__Problem requirements__. Print the whole listing, character for character.
····················
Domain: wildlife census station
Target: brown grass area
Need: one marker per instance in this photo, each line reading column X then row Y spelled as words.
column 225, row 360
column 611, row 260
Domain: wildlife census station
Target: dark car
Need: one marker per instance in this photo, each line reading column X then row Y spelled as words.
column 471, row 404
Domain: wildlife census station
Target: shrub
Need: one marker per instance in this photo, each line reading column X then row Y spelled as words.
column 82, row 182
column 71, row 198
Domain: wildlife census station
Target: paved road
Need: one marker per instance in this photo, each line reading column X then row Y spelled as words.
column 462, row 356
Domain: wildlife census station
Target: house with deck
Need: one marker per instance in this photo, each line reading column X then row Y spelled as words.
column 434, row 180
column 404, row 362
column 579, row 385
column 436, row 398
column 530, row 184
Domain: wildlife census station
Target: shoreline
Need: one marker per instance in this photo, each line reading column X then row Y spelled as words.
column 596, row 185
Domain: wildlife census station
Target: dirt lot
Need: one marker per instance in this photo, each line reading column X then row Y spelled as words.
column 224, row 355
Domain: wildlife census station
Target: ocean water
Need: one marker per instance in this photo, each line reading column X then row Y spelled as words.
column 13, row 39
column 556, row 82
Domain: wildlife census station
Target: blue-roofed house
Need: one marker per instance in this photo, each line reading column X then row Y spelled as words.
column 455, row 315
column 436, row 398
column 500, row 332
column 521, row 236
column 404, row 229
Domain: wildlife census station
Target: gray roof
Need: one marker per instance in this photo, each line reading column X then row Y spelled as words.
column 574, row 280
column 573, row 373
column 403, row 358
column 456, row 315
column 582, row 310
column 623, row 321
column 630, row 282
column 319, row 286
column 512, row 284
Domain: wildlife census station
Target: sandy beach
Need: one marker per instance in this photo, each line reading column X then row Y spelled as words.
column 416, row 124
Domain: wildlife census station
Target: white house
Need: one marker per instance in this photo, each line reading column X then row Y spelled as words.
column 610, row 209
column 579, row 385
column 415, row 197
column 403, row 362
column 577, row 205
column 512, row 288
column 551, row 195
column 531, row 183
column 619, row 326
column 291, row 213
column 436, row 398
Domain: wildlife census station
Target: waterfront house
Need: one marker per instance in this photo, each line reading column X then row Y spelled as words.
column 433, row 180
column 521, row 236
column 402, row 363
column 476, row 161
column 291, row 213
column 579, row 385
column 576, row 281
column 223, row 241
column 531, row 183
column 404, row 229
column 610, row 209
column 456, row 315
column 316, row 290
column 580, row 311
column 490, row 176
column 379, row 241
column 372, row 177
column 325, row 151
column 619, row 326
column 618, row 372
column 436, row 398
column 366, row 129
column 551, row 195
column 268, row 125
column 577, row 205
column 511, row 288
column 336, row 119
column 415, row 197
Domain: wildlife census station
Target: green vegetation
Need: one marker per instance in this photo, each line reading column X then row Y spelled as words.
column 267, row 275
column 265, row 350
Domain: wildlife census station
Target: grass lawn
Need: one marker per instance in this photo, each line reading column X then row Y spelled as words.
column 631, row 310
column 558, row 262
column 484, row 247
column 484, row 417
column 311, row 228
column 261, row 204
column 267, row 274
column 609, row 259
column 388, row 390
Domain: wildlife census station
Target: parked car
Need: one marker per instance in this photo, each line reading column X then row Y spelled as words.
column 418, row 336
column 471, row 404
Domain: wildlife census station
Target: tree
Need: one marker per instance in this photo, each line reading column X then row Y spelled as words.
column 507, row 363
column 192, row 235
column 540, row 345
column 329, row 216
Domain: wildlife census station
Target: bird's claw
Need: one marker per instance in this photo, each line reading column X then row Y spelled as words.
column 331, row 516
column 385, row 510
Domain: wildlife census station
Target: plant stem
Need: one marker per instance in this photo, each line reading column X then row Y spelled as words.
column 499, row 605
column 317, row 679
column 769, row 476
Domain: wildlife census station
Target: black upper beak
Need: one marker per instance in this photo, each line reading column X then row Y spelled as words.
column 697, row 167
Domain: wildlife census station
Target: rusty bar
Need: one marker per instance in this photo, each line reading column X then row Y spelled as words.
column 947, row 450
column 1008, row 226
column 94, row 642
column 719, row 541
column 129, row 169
····················
__Output__.
Domain: wildlife census station
Target: brown grass area
Need: one marker per instance in this photo, each line reading column X then row Y spelled as words.
column 225, row 360
column 611, row 260
Domain: wildlife census station
Target: dark car
Need: one marker per instance in this photo, each line reading column X then row Y spelled as words.
column 471, row 404
Domain: wildlife census station
Target: shrub
Need: one marker per instance in this photo, each line reading column X then row Y spelled as words.
column 82, row 182
column 71, row 198
Domain: wildlife census station
Target: paved road
Need: one marker per instance in this photo, each line reading column X then row Y spelled as words.
column 462, row 356
Domain: wildlife census station
Target: house with deck
Need: one marker per instance in this photo, each line reading column X then row Y spelled as words.
column 434, row 180
column 404, row 362
column 579, row 385
column 436, row 398
column 530, row 184
Domain: wildlife census station
Target: shoreline
Need: one marker per instance in this photo, each line reading column X then row Y spelled as words.
column 596, row 185
Domain: wildlife census station
Target: dirt lot
Need: one marker per instance in this photo, each line reading column X then row Y spelled as words.
column 224, row 355
Domain: wildlife census station
Target: ocean water
Need: one marker per instance in this photo, each line reading column X then row Y spelled as words.
column 13, row 39
column 556, row 82
Domain: wildlife census station
Target: blue-roofed house
Need: one marker per instance in this photo, each line reading column X then row Y spelled as words.
column 455, row 315
column 436, row 398
column 500, row 332
column 521, row 236
column 404, row 229
Domain: wildlife census station
Target: gray roof
Need: one marker per instance in this photo, each line reading column X then row Y spelled as words.
column 574, row 280
column 573, row 373
column 403, row 358
column 456, row 315
column 582, row 310
column 623, row 321
column 630, row 282
column 319, row 286
column 512, row 284
Domain: wildlife census station
Target: sandy beach
Need: one marker per instance in this photo, each line reading column X then row Y spelled as words.
column 416, row 124
Domain: wildlife census station
Target: white house
Need: one marker per instance in this photo, each line reading column X then row Y spelled as words.
column 610, row 209
column 579, row 385
column 415, row 197
column 403, row 362
column 577, row 205
column 512, row 288
column 551, row 195
column 531, row 183
column 619, row 326
column 291, row 213
column 436, row 398
Domain: wildlife census station
Target: waterfront house
Need: one marker per instance in this photo, each line reading column X then row Y spelled as words.
column 433, row 180
column 521, row 236
column 402, row 363
column 476, row 161
column 291, row 213
column 579, row 385
column 576, row 281
column 223, row 241
column 531, row 183
column 404, row 229
column 610, row 209
column 456, row 315
column 316, row 290
column 580, row 311
column 490, row 176
column 379, row 241
column 372, row 177
column 325, row 151
column 619, row 326
column 618, row 372
column 436, row 398
column 366, row 129
column 551, row 195
column 268, row 125
column 577, row 205
column 511, row 288
column 336, row 119
column 415, row 197
Domain: wildlife census station
Target: green vegetation
Need: one marker per instance in this photo, each line reading column X then row Y spelled as words.
column 267, row 275
column 265, row 350
Domain: wildlife census station
Target: grass lawn
Need: one marker per instance in this photo, each line reading column X then row Y spelled as words.
column 631, row 310
column 558, row 262
column 484, row 247
column 484, row 417
column 311, row 228
column 261, row 204
column 267, row 274
column 609, row 259
column 388, row 390
Domain: wildlife census station
Target: parked car
Need: one marker per instance in this photo, each line reading column X then row Y spelled as words.
column 418, row 336
column 471, row 404
Domain: wildlife census station
Target: tree
Need: one marker per instance in this photo, each line reading column X then row Y spelled as words.
column 507, row 363
column 192, row 235
column 540, row 345
column 329, row 216
Domain: wildlife census station
Target: bird's claw
Need: one marker per instance in this photo, each line reading column X then row Y spelled as words.
column 331, row 516
column 385, row 510
Domain: wildlife census station
Target: plant stem
Need: one marker per instance in this photo, each line reading column X then row Y spelled as words.
column 499, row 605
column 317, row 679
column 769, row 476
Domain: wildlife census station
Target: black upper beak
Need: one marker per instance in this photo, each line reading column X then row Y spelled as words.
column 697, row 167
Domain: wildlife census station
Target: rusty bar
Need: one marker per instance in this photo, each line reading column X then row Y spelled as words.
column 947, row 450
column 1008, row 226
column 94, row 642
column 719, row 541
column 129, row 169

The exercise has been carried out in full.